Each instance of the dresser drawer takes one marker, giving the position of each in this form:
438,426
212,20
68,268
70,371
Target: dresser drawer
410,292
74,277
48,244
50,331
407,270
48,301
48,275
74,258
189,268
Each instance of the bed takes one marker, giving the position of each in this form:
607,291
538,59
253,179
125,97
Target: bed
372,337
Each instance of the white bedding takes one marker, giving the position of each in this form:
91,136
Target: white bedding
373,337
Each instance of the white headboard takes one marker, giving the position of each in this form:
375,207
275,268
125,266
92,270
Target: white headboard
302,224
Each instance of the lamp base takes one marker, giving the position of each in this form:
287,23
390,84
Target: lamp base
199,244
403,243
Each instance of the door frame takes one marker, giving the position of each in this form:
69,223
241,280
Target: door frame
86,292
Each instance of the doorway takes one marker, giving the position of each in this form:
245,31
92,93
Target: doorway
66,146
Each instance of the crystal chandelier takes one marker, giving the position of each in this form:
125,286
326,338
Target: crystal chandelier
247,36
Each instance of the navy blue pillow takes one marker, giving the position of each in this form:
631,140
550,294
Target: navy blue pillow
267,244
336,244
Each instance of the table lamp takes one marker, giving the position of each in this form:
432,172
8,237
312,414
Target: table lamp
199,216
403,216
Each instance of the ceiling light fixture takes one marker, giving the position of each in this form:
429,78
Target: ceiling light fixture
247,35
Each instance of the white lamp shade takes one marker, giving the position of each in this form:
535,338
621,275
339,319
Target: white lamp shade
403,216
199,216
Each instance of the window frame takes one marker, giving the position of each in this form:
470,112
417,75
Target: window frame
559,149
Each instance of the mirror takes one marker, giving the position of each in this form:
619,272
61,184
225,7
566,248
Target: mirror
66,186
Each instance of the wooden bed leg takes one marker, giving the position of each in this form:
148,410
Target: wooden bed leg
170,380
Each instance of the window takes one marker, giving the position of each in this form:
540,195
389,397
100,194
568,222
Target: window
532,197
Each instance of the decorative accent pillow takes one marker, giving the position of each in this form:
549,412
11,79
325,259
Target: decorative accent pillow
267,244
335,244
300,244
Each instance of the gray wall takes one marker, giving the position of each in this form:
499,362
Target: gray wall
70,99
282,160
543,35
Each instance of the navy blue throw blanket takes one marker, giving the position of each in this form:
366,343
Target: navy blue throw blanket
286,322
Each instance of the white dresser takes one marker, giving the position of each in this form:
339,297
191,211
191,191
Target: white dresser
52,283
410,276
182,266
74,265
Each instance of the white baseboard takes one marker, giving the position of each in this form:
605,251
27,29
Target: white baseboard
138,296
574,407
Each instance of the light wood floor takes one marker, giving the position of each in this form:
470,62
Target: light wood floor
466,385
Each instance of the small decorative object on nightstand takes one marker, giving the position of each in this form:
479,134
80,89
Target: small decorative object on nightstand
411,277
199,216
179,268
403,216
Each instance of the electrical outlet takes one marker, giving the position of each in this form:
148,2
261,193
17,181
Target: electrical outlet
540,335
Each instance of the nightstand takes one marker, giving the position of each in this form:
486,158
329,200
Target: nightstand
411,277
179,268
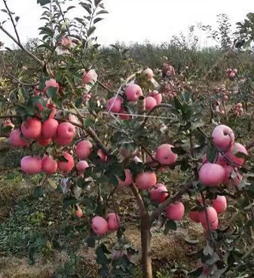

* [Instruction] Copy out every entry above word for word, omitting the pictures.

* [Result for this exercise]
Each instance of the dresser drawer takes one marker, giving the position of each in this form:
438,426
212,20
68,268
70,371
Target: dresser drawer
410,292
74,277
48,244
50,331
407,270
48,301
48,275
74,258
189,268
Each instance of the bed takes one marker, giving the position of each in this form:
607,291
538,59
253,179
125,97
Target: bed
372,337
Each instance of the white bedding takes one marker, giving the position of each in this form:
91,136
Target: white bedding
373,337
Each instance of the white headboard takes one marker, giving the position of each in this form:
375,207
275,268
125,266
92,270
Target: white headboard
302,224
Each instance of the lamp base takes one marker, giving the position of each in this form:
287,23
390,84
Target: lamp base
199,244
403,243
Each instance of the door frame takes one marker, giving the position of each in this form:
69,223
241,280
Target: door frame
86,292
Each instance of the doorway takes one marker, giving the position of each in this form:
245,31
92,93
Target: doorway
66,146
Each instance of the crystal chandelier takes one marker, giving the position of each in this form:
125,286
326,338
Target: crystal chandelier
247,36
Each instance of the navy blue pillow takes one marker, giving the position of each in this form:
631,140
550,294
Target: navy blue pillow
267,244
336,244
Each instance of the table lamp takes one marker, giving the position of each in this form:
432,172
8,237
312,414
Target: table lamp
199,216
403,216
Each instance of the ceiling light fixture takes one marker, giving the position of each in this form:
429,78
Target: ceiling light fixture
247,35
Each instance of the white lamp shade takes one marker, giving the position of each in this form:
535,338
621,275
339,319
Target: white lamp shade
403,216
199,216
Each instance of the window frame takes one marker, giving the position of each in this form:
470,112
417,75
Target: window frame
559,149
Each instance of the mirror takes one marker, giving the position of each in this form:
619,272
61,184
225,7
566,248
Target: mirror
66,186
Each instance of the wooden bed leg takes one marker, giving the position of each in this form:
148,410
Target: wooden bed leg
170,380
Each instance of the window takes one marker, giving the position of each in this form:
540,195
389,397
100,194
568,222
Target: window
532,197
Each instance of the decorative accent pillow takes one marker, giving the position of each in this form:
549,412
11,79
325,259
Target: decorative accent pillow
267,244
335,244
300,244
Each instance of the gray wall takes one marker, giving the position of each in this form:
499,362
Target: gray wall
70,99
282,160
543,35
Each instance of the navy blue throw blanket takes one marker, giving the position of each in this form:
366,343
Target: navy blue throw blanket
286,322
Each instance of the white dresser takes one marker, giving the position of each in this form:
339,297
191,211
191,191
Target: white dresser
52,283
410,276
182,266
74,265
Each instance of the white baseboard takes one marker, giving the position of each in this form:
605,251
27,29
Target: white baseboard
138,296
574,407
Each instance of the light wood floor takes one marker, giving the position of each in this form:
470,62
Target: light wood floor
466,385
Each instance of the small decorative object on nightstand takes one marker, giving the position of each in this form:
479,134
80,89
Target: small decorative object on nightstand
411,277
199,216
179,268
403,216
Each instance of the electrical outlet takes one marker, giving the position of each in this form:
148,2
261,193
17,181
Target: electrical outlet
540,335
Each instance of the nightstand takes one marker, giving the position of each in this form:
486,158
329,200
Target: nightstand
411,277
179,268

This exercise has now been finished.